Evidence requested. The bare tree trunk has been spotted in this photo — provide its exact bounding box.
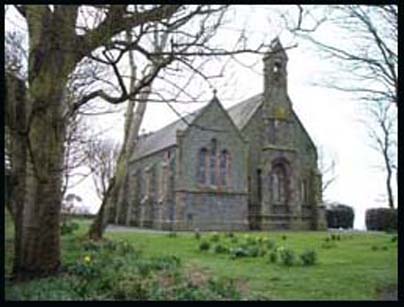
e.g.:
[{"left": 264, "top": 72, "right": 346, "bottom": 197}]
[
  {"left": 6, "top": 76, "right": 27, "bottom": 280},
  {"left": 383, "top": 152, "right": 394, "bottom": 209},
  {"left": 19, "top": 86, "right": 65, "bottom": 276},
  {"left": 89, "top": 32, "right": 151, "bottom": 240},
  {"left": 10, "top": 6, "right": 76, "bottom": 279}
]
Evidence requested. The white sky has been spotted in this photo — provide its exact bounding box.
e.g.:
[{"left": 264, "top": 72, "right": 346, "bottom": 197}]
[{"left": 6, "top": 5, "right": 397, "bottom": 229}]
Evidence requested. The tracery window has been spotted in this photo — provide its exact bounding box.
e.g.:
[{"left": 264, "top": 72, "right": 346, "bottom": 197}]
[
  {"left": 198, "top": 148, "right": 208, "bottom": 183},
  {"left": 219, "top": 150, "right": 230, "bottom": 186},
  {"left": 271, "top": 164, "right": 287, "bottom": 203}
]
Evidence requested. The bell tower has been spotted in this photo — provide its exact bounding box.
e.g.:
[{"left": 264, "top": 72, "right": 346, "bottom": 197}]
[{"left": 262, "top": 38, "right": 293, "bottom": 147}]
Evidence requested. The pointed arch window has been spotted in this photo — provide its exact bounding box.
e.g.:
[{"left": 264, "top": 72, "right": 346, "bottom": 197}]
[
  {"left": 219, "top": 150, "right": 230, "bottom": 186},
  {"left": 198, "top": 148, "right": 208, "bottom": 183}
]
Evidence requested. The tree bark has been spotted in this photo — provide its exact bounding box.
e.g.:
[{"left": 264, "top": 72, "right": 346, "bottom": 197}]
[
  {"left": 6, "top": 75, "right": 27, "bottom": 280},
  {"left": 13, "top": 6, "right": 76, "bottom": 279}
]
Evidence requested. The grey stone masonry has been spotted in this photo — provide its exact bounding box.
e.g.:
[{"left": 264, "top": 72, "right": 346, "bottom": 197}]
[{"left": 119, "top": 39, "right": 326, "bottom": 231}]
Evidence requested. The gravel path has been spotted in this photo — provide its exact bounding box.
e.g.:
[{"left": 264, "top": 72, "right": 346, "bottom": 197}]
[{"left": 105, "top": 225, "right": 170, "bottom": 234}]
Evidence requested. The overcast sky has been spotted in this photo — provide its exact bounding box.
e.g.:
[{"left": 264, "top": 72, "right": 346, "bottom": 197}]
[{"left": 6, "top": 6, "right": 397, "bottom": 229}]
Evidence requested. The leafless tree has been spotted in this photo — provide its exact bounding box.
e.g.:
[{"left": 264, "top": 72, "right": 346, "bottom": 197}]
[
  {"left": 285, "top": 4, "right": 398, "bottom": 107},
  {"left": 284, "top": 4, "right": 398, "bottom": 208},
  {"left": 85, "top": 139, "right": 121, "bottom": 200},
  {"left": 318, "top": 147, "right": 338, "bottom": 195},
  {"left": 363, "top": 102, "right": 398, "bottom": 209}
]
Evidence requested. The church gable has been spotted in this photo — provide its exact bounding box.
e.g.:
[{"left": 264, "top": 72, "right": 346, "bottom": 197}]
[{"left": 178, "top": 97, "right": 247, "bottom": 192}]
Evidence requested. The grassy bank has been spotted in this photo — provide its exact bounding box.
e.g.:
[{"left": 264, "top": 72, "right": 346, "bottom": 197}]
[{"left": 6, "top": 215, "right": 397, "bottom": 300}]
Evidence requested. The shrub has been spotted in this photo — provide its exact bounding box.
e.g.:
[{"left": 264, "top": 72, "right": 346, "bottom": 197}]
[
  {"left": 300, "top": 250, "right": 317, "bottom": 266},
  {"left": 321, "top": 241, "right": 337, "bottom": 249},
  {"left": 326, "top": 204, "right": 355, "bottom": 229},
  {"left": 279, "top": 249, "right": 296, "bottom": 266},
  {"left": 111, "top": 274, "right": 149, "bottom": 300},
  {"left": 208, "top": 278, "right": 241, "bottom": 300},
  {"left": 365, "top": 208, "right": 397, "bottom": 231},
  {"left": 213, "top": 244, "right": 227, "bottom": 254},
  {"left": 199, "top": 241, "right": 210, "bottom": 251},
  {"left": 168, "top": 231, "right": 177, "bottom": 238},
  {"left": 210, "top": 233, "right": 220, "bottom": 242},
  {"left": 247, "top": 246, "right": 259, "bottom": 257},
  {"left": 258, "top": 247, "right": 267, "bottom": 257},
  {"left": 230, "top": 237, "right": 238, "bottom": 243},
  {"left": 230, "top": 247, "right": 249, "bottom": 259},
  {"left": 267, "top": 240, "right": 276, "bottom": 249},
  {"left": 151, "top": 255, "right": 181, "bottom": 270},
  {"left": 227, "top": 231, "right": 234, "bottom": 238},
  {"left": 194, "top": 229, "right": 201, "bottom": 240},
  {"left": 60, "top": 221, "right": 79, "bottom": 236},
  {"left": 269, "top": 251, "right": 278, "bottom": 263}
]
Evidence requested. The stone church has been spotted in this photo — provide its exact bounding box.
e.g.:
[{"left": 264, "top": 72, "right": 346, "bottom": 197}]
[{"left": 111, "top": 39, "right": 326, "bottom": 231}]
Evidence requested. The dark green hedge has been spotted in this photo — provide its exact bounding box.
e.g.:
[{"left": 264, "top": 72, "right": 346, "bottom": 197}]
[
  {"left": 326, "top": 204, "right": 355, "bottom": 229},
  {"left": 365, "top": 208, "right": 397, "bottom": 231}
]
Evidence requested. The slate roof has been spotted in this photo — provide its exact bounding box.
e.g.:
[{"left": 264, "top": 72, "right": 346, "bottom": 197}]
[
  {"left": 132, "top": 94, "right": 262, "bottom": 160},
  {"left": 132, "top": 93, "right": 314, "bottom": 161}
]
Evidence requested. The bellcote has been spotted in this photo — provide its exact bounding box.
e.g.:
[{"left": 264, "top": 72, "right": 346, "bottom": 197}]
[
  {"left": 263, "top": 37, "right": 291, "bottom": 120},
  {"left": 263, "top": 38, "right": 288, "bottom": 97}
]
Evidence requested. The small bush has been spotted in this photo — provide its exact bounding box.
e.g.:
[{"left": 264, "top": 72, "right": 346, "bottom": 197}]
[
  {"left": 210, "top": 233, "right": 220, "bottom": 242},
  {"left": 300, "top": 250, "right": 317, "bottom": 266},
  {"left": 267, "top": 240, "right": 276, "bottom": 249},
  {"left": 279, "top": 249, "right": 296, "bottom": 266},
  {"left": 247, "top": 246, "right": 259, "bottom": 257},
  {"left": 269, "top": 251, "right": 278, "bottom": 263},
  {"left": 326, "top": 204, "right": 355, "bottom": 229},
  {"left": 230, "top": 247, "right": 249, "bottom": 259},
  {"left": 213, "top": 244, "right": 228, "bottom": 254},
  {"left": 321, "top": 241, "right": 337, "bottom": 249},
  {"left": 258, "top": 247, "right": 267, "bottom": 257},
  {"left": 112, "top": 275, "right": 149, "bottom": 300},
  {"left": 227, "top": 231, "right": 234, "bottom": 238},
  {"left": 168, "top": 231, "right": 177, "bottom": 238},
  {"left": 199, "top": 241, "right": 210, "bottom": 251},
  {"left": 60, "top": 221, "right": 79, "bottom": 236},
  {"left": 365, "top": 208, "right": 397, "bottom": 231}
]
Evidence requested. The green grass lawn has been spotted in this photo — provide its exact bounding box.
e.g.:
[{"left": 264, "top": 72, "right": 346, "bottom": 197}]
[
  {"left": 6, "top": 213, "right": 397, "bottom": 300},
  {"left": 106, "top": 232, "right": 397, "bottom": 300}
]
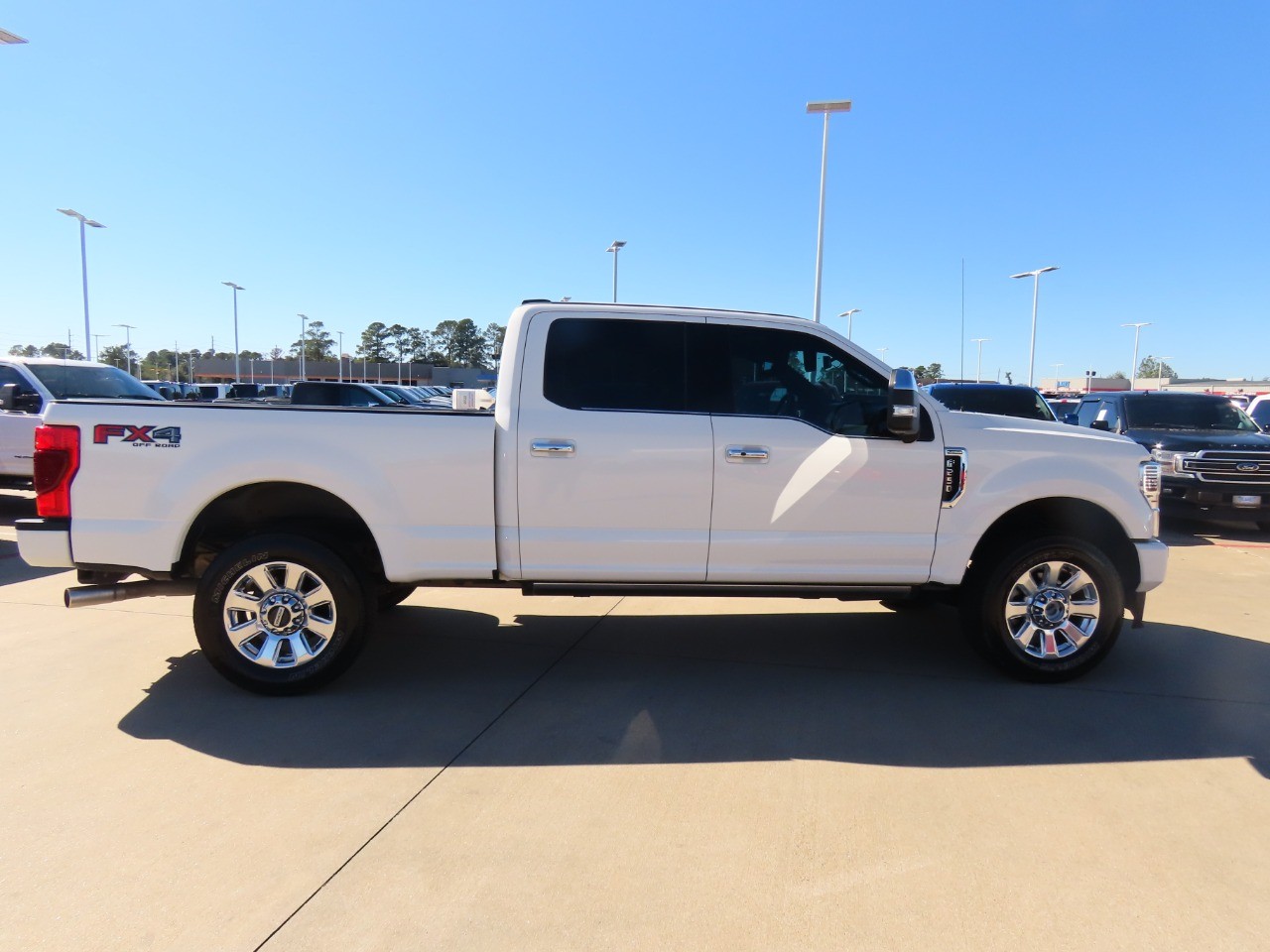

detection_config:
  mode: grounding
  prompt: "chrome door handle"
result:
[530,439,576,456]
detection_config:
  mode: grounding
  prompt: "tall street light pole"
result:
[1010,264,1058,387]
[1120,321,1151,390]
[838,307,860,340]
[58,208,105,360]
[110,323,137,373]
[604,241,626,304]
[807,99,851,323]
[970,337,992,384]
[221,281,246,382]
[296,313,309,380]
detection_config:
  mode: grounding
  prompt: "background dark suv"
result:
[1066,393,1270,532]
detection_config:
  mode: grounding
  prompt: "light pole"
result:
[838,307,860,340]
[1010,264,1058,387]
[970,337,992,384]
[606,241,626,304]
[296,313,309,380]
[58,208,105,365]
[1120,321,1151,390]
[807,99,851,323]
[110,323,137,373]
[221,281,246,382]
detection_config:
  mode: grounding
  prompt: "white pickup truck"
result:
[17,300,1167,693]
[0,357,162,489]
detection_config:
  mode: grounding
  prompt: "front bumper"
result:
[14,520,75,568]
[1160,476,1270,520]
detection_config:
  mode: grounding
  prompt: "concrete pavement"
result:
[0,493,1270,952]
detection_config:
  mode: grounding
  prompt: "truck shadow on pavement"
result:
[119,607,1270,778]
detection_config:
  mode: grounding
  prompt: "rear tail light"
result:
[35,424,78,520]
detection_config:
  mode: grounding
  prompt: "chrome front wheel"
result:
[1004,561,1101,660]
[961,536,1124,681]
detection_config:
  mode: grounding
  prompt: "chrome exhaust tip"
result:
[63,580,194,608]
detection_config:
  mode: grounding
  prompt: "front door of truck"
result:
[707,322,943,584]
[513,312,712,581]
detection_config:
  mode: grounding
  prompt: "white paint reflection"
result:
[772,436,869,526]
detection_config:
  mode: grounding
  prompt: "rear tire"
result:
[961,536,1124,681]
[194,535,368,694]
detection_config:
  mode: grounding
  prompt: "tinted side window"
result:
[0,367,31,394]
[543,317,687,413]
[1076,400,1102,426]
[710,325,886,435]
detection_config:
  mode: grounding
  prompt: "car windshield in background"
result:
[930,384,1057,420]
[27,363,163,400]
[1124,396,1260,432]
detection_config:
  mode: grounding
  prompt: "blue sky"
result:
[0,0,1270,381]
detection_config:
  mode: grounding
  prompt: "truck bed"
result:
[58,401,495,581]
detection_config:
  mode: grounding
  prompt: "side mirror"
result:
[886,367,922,443]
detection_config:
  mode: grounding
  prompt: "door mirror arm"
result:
[886,367,922,443]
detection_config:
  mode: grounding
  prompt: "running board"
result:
[521,581,913,602]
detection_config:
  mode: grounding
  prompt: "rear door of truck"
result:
[514,311,712,581]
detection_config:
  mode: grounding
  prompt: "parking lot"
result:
[0,491,1270,952]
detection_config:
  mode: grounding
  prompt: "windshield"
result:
[1124,396,1260,432]
[931,385,1056,420]
[27,363,163,400]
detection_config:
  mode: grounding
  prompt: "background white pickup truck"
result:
[0,357,160,489]
[18,302,1167,693]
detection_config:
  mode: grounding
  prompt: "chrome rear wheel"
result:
[194,535,373,694]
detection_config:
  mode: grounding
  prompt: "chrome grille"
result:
[1181,449,1270,486]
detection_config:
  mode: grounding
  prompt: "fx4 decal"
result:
[92,422,181,449]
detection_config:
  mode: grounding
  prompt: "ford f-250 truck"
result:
[18,300,1167,693]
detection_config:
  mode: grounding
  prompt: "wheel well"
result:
[177,482,384,581]
[966,498,1142,599]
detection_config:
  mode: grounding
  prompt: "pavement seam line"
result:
[251,595,626,952]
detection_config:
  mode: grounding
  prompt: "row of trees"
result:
[9,317,507,380]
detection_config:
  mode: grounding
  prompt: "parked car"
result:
[0,357,163,489]
[924,384,1058,422]
[375,384,433,407]
[141,380,182,400]
[1045,396,1080,420]
[1067,391,1270,532]
[291,380,408,407]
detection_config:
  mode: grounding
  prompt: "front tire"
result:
[961,536,1124,681]
[194,535,367,694]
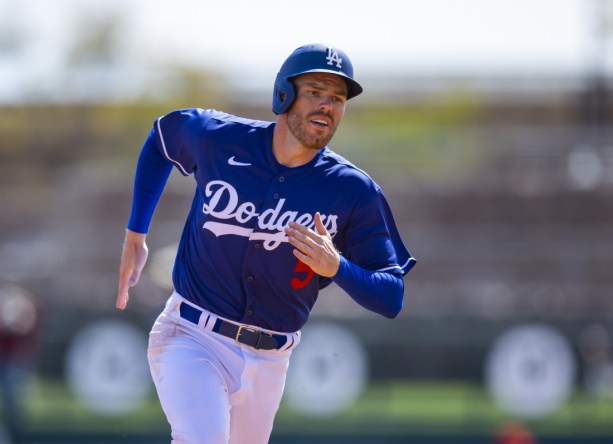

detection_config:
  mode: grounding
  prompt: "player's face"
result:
[287,73,347,150]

▬▬▬

## Task directions
Show every line in the listing that contains the word "wheel".

## The completed task
  prompt: "chrome front wheel"
  prompt: "chrome rear wheel"
  prompt: "wheel well"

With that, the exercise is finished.